Rewrite the records starting at the line that has "arm, that would be wonderful." and continuing through the end of the records, substituting "place a pin" for every "drop a marker" and changing nothing else. Leave the pictures out of your copy.

Start of Task material

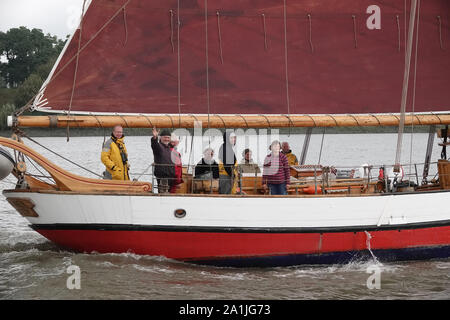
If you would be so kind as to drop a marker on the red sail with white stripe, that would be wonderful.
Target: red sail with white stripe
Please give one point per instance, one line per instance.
(251, 57)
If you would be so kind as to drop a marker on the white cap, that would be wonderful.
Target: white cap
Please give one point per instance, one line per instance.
(174, 137)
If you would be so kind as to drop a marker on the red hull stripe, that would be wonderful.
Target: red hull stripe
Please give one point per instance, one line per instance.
(219, 229)
(193, 245)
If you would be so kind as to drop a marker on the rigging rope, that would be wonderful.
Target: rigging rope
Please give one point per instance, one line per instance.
(398, 30)
(440, 32)
(171, 30)
(354, 30)
(220, 37)
(125, 25)
(286, 59)
(76, 67)
(414, 87)
(266, 47)
(405, 83)
(310, 33)
(207, 60)
(178, 64)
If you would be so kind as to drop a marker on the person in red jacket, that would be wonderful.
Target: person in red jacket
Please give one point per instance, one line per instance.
(276, 173)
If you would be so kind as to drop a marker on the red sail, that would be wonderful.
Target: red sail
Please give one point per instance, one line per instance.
(263, 57)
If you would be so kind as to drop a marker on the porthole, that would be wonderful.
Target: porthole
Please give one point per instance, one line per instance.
(180, 213)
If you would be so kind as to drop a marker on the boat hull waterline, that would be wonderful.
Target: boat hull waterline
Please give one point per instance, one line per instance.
(235, 232)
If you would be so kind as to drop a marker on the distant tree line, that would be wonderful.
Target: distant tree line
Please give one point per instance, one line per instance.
(26, 58)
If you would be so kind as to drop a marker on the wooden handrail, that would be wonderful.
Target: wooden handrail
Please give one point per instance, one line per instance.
(228, 121)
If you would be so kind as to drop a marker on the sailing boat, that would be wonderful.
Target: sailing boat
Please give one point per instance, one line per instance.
(245, 64)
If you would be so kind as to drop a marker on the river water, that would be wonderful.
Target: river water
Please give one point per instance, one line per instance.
(31, 267)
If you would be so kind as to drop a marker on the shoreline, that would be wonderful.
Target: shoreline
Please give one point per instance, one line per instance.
(80, 132)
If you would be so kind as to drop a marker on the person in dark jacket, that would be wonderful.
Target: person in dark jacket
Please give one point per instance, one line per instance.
(228, 164)
(164, 165)
(207, 166)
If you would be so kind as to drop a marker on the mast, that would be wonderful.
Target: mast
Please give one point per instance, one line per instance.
(405, 83)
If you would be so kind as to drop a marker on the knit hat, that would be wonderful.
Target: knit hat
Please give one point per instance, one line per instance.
(165, 132)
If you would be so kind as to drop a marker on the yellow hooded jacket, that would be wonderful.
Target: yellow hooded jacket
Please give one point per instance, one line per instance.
(292, 159)
(112, 159)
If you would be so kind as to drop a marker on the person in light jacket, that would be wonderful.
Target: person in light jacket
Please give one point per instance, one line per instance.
(276, 174)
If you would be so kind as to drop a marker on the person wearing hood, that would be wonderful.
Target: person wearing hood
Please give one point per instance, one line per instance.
(228, 164)
(247, 164)
(207, 167)
(115, 157)
(163, 160)
(286, 150)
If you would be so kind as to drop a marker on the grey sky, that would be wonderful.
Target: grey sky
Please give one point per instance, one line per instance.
(57, 17)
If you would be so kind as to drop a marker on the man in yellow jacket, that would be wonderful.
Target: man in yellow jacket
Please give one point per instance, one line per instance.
(115, 157)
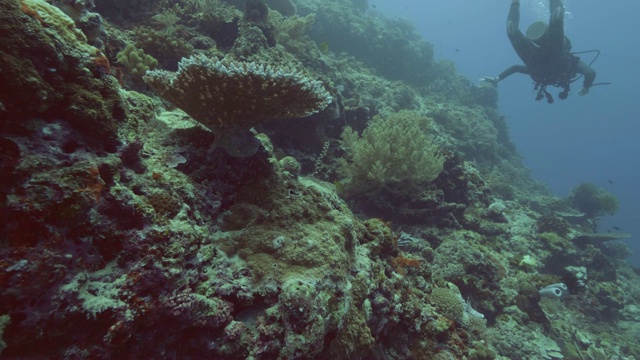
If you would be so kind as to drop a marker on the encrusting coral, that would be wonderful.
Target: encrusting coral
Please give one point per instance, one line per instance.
(230, 97)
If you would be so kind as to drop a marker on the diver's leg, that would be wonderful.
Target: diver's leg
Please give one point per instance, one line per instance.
(556, 27)
(523, 46)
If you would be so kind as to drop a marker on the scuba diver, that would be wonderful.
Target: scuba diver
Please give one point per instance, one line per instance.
(546, 53)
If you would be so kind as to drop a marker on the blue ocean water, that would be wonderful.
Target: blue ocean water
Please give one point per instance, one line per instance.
(593, 138)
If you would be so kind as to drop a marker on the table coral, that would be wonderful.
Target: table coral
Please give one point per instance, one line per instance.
(232, 96)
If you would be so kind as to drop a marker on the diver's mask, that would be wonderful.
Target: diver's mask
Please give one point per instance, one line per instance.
(537, 31)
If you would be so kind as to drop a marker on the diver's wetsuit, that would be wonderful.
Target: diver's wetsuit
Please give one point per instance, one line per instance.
(548, 60)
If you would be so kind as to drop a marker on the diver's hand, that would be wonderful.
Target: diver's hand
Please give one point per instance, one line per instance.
(490, 80)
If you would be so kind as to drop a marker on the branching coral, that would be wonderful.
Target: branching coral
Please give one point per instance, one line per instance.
(391, 149)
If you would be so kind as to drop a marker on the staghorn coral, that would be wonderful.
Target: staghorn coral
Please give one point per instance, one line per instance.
(392, 149)
(230, 97)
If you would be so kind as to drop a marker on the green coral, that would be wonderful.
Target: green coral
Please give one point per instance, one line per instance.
(593, 200)
(135, 61)
(392, 148)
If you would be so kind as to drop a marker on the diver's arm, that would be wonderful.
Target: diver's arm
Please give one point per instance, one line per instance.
(512, 70)
(555, 32)
(589, 76)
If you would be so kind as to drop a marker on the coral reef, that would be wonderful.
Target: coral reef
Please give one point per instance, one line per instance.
(231, 97)
(392, 148)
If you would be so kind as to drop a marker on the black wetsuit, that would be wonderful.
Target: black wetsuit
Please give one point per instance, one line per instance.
(548, 60)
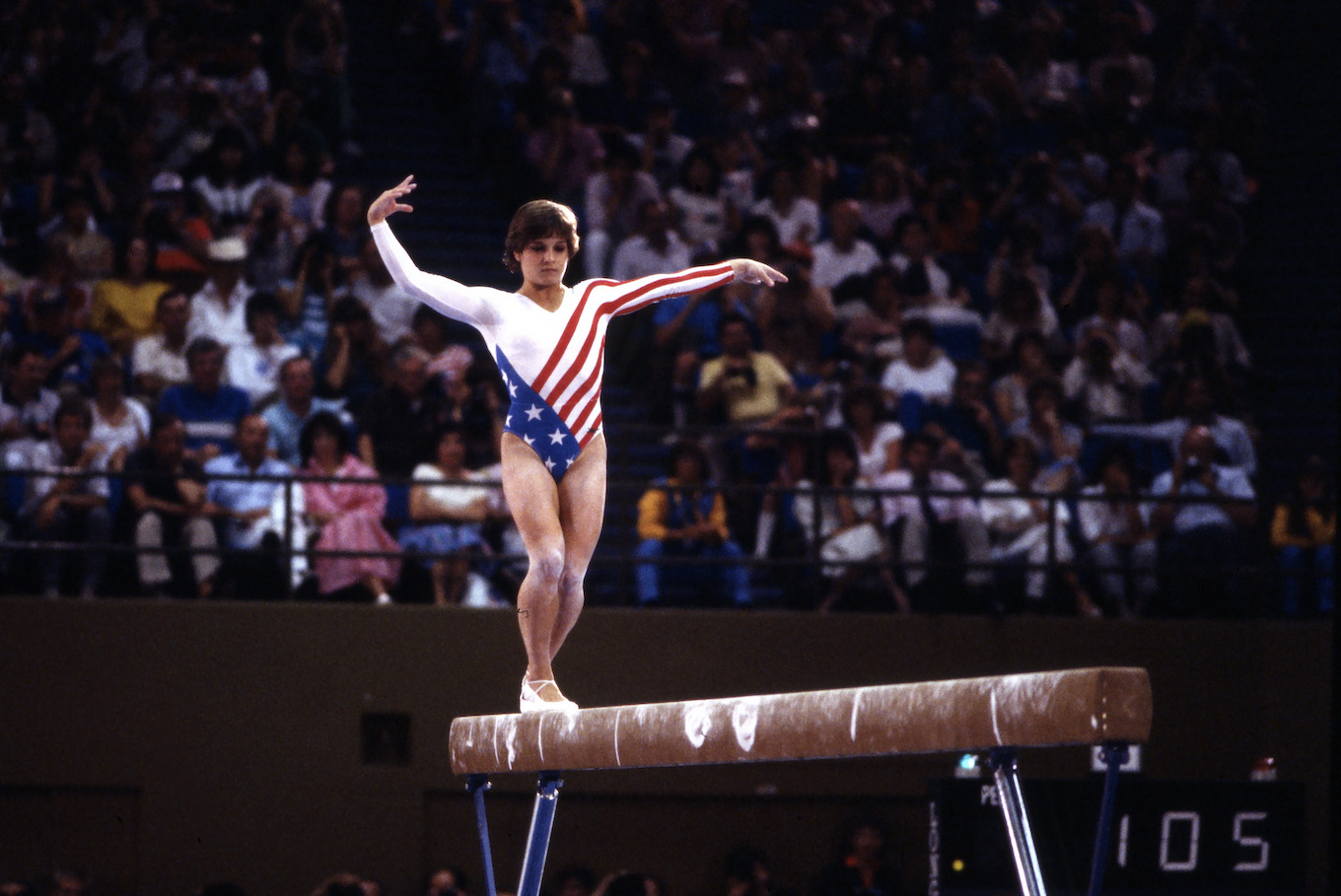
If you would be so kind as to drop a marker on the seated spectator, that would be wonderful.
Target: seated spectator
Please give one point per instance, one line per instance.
(353, 364)
(165, 509)
(1021, 309)
(1202, 538)
(971, 442)
(391, 308)
(125, 306)
(119, 424)
(1137, 229)
(1102, 382)
(399, 421)
(842, 527)
(160, 360)
(924, 369)
(346, 516)
(611, 203)
(741, 386)
(697, 199)
(77, 238)
(935, 530)
(253, 365)
(1057, 443)
(295, 406)
(27, 408)
(1196, 408)
(219, 309)
(64, 508)
(1118, 543)
(256, 517)
(684, 517)
(450, 508)
(69, 352)
(844, 253)
(876, 439)
(1031, 530)
(796, 215)
(1304, 531)
(208, 409)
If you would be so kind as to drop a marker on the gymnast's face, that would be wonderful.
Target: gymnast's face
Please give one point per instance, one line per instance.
(544, 260)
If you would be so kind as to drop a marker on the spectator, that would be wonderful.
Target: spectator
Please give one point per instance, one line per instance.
(219, 309)
(398, 424)
(1030, 530)
(123, 306)
(1057, 443)
(743, 386)
(346, 514)
(878, 441)
(1304, 531)
(699, 201)
(228, 184)
(1198, 408)
(796, 216)
(353, 364)
(939, 539)
(391, 308)
(613, 203)
(253, 365)
(27, 408)
(165, 503)
(159, 360)
(450, 505)
(1202, 534)
(1120, 547)
(295, 406)
(64, 508)
(924, 369)
(257, 516)
(1102, 382)
(841, 526)
(69, 352)
(969, 438)
(864, 868)
(209, 411)
(119, 424)
(1137, 229)
(684, 517)
(844, 253)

End of Task material

# [Exercise answer]
If you would be so kind as to place a pin on the diver's arm, that would be wonderful.
Target: diver's arm
Please give one point per instance, one line per instance.
(512, 70)
(555, 32)
(589, 76)
If you would be so kind as to place a pin on the coral reef, that would be wonderful.
Target: coral reef
Please give one point per instance, one line per instance.
(231, 97)
(392, 148)
If you would be so kind as to place a pin on the black wetsuit, that would be wonderful.
Target: black wetsuit
Please give one point per instance, one line per instance.
(548, 60)
If you would be so kind as to place a pin on the seated spectator, that would be wonderful.
Target: seated spectator
Please give one point per instance, one line per instance.
(353, 364)
(165, 509)
(1021, 309)
(1202, 538)
(971, 442)
(391, 308)
(125, 306)
(119, 424)
(1137, 229)
(1102, 382)
(399, 421)
(842, 527)
(160, 360)
(924, 369)
(346, 516)
(611, 203)
(741, 386)
(697, 199)
(77, 238)
(935, 530)
(253, 365)
(1057, 443)
(295, 406)
(27, 408)
(1196, 408)
(219, 309)
(64, 508)
(1118, 543)
(256, 517)
(684, 517)
(450, 508)
(69, 352)
(844, 253)
(876, 439)
(1031, 530)
(796, 215)
(1304, 531)
(208, 409)
If you would be so kind as to place a pin on the gymnast's face, that would be wonderful.
Target: gymnast's face
Please give one point per instance, one line per instance.
(544, 260)
If you would be so kind as to place a pin on the spectator, that would be wonderful.
Target: spectator
Please give one point per instance, one line per instance.
(219, 309)
(398, 424)
(1030, 530)
(123, 306)
(1057, 443)
(743, 386)
(346, 514)
(878, 441)
(1304, 531)
(699, 201)
(228, 184)
(1198, 408)
(796, 216)
(353, 364)
(939, 539)
(391, 308)
(613, 203)
(253, 365)
(27, 408)
(165, 503)
(159, 360)
(450, 505)
(1202, 534)
(1120, 547)
(295, 406)
(64, 508)
(924, 369)
(257, 516)
(1102, 382)
(841, 526)
(69, 352)
(969, 438)
(864, 868)
(209, 411)
(119, 424)
(1137, 229)
(684, 517)
(844, 253)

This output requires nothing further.